--- Begin Records for the task ---

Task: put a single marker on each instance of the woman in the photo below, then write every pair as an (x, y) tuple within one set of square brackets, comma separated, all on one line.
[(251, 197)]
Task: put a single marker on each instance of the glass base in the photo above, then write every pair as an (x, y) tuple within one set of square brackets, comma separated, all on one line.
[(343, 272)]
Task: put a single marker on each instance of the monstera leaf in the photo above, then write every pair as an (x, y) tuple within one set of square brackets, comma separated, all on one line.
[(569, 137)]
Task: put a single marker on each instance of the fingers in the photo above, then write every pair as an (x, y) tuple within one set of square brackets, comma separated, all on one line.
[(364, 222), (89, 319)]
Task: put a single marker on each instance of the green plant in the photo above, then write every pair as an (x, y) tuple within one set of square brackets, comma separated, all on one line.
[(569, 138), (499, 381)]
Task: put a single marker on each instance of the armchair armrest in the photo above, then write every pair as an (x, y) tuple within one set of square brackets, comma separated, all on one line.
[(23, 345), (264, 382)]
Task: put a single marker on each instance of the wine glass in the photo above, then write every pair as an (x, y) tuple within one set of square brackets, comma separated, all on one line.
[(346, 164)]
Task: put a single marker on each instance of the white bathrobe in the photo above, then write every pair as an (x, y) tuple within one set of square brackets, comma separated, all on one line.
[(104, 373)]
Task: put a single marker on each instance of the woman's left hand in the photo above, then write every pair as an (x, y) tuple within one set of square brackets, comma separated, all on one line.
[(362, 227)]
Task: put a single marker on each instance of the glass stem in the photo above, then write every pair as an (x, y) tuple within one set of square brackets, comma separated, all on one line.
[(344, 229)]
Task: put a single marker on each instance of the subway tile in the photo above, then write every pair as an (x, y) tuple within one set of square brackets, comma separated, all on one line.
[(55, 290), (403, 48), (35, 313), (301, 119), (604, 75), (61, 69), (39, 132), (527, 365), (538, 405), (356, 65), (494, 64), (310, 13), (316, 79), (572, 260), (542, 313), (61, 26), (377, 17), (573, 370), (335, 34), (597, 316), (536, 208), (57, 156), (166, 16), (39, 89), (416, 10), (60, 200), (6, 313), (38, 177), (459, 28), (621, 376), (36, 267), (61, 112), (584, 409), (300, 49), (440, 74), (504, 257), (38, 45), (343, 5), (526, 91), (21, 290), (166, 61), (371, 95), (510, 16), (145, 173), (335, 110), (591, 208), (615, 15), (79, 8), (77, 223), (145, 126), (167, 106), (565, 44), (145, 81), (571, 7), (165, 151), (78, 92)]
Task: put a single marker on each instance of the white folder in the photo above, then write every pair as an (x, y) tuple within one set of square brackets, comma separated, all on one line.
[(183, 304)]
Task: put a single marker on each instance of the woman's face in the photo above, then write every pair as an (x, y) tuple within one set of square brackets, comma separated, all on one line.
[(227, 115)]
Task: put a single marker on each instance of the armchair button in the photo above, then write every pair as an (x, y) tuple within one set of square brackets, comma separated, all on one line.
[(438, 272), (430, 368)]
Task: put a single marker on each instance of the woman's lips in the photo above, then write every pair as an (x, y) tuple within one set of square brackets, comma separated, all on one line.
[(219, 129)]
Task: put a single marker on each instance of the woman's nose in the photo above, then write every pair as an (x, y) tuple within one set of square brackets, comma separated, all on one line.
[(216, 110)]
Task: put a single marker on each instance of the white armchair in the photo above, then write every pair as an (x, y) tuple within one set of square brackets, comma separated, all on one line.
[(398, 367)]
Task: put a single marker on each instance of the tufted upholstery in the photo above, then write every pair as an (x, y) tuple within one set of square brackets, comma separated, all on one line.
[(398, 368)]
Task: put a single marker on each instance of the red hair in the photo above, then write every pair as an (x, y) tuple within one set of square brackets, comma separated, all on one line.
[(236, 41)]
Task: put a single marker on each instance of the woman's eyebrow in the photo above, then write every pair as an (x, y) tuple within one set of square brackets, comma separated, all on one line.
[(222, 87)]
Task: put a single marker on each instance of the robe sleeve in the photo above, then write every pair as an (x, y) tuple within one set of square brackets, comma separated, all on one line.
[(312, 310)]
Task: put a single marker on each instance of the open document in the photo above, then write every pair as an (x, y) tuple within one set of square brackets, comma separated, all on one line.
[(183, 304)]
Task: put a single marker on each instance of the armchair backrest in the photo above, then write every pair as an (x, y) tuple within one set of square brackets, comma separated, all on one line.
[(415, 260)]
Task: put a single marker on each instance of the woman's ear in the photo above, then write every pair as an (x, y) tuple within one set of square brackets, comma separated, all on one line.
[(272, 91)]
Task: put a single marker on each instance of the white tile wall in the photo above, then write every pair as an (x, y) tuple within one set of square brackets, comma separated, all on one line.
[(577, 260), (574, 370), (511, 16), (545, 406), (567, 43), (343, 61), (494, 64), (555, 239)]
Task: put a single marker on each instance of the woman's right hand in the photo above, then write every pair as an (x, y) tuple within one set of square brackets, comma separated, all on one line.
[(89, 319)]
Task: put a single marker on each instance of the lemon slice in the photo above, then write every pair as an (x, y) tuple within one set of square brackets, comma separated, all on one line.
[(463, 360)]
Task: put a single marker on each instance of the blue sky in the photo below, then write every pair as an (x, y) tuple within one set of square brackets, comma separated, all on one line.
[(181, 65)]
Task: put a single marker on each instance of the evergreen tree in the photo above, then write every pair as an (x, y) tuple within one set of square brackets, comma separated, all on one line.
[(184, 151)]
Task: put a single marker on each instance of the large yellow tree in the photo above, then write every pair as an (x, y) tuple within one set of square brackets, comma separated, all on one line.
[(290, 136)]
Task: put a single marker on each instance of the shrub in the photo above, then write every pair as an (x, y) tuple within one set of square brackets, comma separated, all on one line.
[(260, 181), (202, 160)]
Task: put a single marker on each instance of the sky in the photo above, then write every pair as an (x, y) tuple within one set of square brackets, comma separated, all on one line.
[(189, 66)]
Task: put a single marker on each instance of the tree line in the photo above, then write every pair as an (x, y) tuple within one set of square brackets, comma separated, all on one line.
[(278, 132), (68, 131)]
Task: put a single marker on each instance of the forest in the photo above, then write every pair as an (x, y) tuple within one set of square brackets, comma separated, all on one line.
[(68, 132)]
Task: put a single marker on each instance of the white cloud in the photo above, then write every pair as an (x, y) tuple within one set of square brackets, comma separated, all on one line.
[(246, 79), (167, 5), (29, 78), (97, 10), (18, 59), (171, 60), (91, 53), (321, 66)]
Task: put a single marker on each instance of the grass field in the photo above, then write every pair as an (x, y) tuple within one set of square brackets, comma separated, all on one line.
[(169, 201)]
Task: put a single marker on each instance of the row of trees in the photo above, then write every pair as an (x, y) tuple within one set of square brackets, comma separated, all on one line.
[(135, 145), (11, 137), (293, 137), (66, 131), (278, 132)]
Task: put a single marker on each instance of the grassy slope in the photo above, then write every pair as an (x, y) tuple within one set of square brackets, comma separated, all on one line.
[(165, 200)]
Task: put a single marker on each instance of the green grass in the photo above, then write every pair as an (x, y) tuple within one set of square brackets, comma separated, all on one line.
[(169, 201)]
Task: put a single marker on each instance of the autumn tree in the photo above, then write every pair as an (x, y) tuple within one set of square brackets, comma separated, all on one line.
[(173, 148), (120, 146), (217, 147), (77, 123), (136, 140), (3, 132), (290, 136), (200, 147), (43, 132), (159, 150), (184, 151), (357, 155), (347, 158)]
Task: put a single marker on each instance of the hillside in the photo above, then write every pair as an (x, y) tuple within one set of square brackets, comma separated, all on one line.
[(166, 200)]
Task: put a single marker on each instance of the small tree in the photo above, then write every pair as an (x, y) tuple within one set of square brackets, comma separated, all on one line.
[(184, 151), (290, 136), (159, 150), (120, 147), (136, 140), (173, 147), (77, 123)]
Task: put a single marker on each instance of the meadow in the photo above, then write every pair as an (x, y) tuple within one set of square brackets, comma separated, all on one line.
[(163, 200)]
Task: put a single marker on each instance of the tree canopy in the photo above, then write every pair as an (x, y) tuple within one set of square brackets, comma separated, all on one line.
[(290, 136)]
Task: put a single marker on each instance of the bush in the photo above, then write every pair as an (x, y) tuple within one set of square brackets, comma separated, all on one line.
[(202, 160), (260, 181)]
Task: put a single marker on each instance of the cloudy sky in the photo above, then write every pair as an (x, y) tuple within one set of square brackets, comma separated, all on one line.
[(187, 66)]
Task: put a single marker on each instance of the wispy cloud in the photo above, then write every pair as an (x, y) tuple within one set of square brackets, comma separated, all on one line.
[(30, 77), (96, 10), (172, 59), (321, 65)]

--- End Records for the task ---

Work instructions:
Copy out everything from the start of the items down to the line that contains "[(251, 197)]", with both ends included and each line kept word for word.

Final result:
Task: put a single marker on each instance of the woman in the photo below, then write every pair as an (x, y) tuple within one set of square brackets, comma separated, all on one line.
[(251, 197)]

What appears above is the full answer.